> [Excerpted text]
This is a quote from my mid Oct post on mid-Oct portfolio changes:
“AEHR - At the end of September I had a 20.4% position in Aehr. It was my largest position. On the 5th of October they issued quarterly results. After a lot of reading and thinking I decided it was insane of me to be carrying such a large position.
I decided to cut my position in half, then reduce my position by three quarters, then just have it as a tiny keep-it-on-the-radar position, and finally I decided to completely exit, and I sold my entire position over the last six trading days and reinvested all the money in other stocks.
I had been very enthusiastic about the company, and the earnings report was very good, so why did I change and decide to exit? I realized that very good things are PROBABLY coming in the future but that, about those good things, there is no way of knowing HOW MUCH? or WHEN? or FOR HOW LONG?
Everything was uncertainty. I didn’t even have any idea what the next quarter results would bring, and it seemed clear from the conference call that the CEO didn’t know either, and he had no idea as to when his expected customers would place orders, or how big they would be. I’m much more comfortable watching this from the sidelines, but if you decide to stay in, I wish you all the best. This company may boom and leave me in the dust, and if so, more power to it…
What did I do with the money ? Well I put a lot of it into a new 10.1% position in ELF, which has been well discussed on the board.”
Following that, one auto company after another kept announcing cut-backs in electric vehicles, which was the current main use for Aehr’s machines. This was on top of the CEO begging customers to place orders during the last conference call, something I’ve never seen before, ever.
Well, where are they now?
AEHR has dropped from my exit point of $38.5 to $18 something in the aftermarket, down over 50%. Sure my exit price of $38.50 was way down from the high of $54, but it was the best I could get.
ELF closed yesterday at over $154, up over 50% from my entry point at around $100.
Now if one stock is down more than 50% and the other stock is up more than 50%, the money I switched to the second stock is worth more than 300% of the current value of the first. And this is in just three months!!
I’m sorry for the people who stayed in and suffered this. Some of the people who stayed in are very, VERY, smart people, and people who I usually REALLY look up to when evaluating companies. I’m not posting this to brag. It’s to emphasize the importance of selling when it’s indicated instead of staying in and hoping, and suffering the opportunity cost as well. Here are some relevant quotes from my Knowledgebase:
“Not accepting that an investment could be a mistake as it continues to go down is a dangerous error, and could be very expensive. A big problem investors have is getting attached to their previous decisions and not being willing to consider that they may have made a mistake…
I try to always pay attention to criticism of a stock, to reevaluate my investments, and to get out if it turns out that I’ve made a mistake, or if the situation has changed. Which is part of why I rarely end up holding stocks for 5 or 10 years.
Sometimes changing your mind in the face of new evidence, and selling when necessary, is the most important thing you can do . If you are wrong, you can always buy back in. I think that being willing to change my mind in the face of new evidence is one of the most important skills I have. And learning that it’s okay to change your mind when appropriate is one of the most important things I try to teach on this board.

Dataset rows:

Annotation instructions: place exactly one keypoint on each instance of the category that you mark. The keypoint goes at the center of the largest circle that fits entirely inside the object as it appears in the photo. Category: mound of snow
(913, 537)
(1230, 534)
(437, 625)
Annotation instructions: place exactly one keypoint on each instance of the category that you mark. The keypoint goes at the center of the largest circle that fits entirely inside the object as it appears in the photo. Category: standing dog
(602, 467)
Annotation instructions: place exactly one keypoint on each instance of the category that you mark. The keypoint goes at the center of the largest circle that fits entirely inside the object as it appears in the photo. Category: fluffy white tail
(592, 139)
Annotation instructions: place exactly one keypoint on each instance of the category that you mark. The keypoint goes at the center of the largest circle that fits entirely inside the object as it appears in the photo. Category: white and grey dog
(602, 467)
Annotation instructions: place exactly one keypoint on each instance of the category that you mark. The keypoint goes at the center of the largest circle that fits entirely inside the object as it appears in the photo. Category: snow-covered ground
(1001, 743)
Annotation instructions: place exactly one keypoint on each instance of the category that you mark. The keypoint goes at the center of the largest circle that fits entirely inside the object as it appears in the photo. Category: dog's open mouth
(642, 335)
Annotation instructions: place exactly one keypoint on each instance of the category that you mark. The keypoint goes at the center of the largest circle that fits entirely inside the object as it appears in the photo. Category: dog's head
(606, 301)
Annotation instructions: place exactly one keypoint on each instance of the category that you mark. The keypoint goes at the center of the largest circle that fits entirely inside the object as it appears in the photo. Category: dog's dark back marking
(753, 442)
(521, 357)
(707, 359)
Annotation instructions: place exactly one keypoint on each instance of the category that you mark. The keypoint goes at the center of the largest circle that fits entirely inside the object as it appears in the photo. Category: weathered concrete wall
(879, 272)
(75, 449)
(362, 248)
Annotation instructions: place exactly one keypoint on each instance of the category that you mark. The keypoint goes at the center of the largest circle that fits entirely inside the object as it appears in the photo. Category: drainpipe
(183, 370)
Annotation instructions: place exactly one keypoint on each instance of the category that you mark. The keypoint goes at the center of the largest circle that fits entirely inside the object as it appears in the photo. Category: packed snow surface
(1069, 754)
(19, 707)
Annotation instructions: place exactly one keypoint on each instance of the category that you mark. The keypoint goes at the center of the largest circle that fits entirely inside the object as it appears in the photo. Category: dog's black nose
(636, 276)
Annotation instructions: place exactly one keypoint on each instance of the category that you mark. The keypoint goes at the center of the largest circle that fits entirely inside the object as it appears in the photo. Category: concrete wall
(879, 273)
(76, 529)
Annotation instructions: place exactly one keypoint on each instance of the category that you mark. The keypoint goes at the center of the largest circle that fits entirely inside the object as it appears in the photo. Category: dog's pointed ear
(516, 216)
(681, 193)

> [Task requirements] In the investing post, list in order each successive decision the writer describes making about the size of the Aehr position.

> [Complete response]
1. Cut the position in half.
2. Reduce the position by three quarters.
3. Keep it only as a tiny keep-it-on-the-radar position.
4. Exit completely.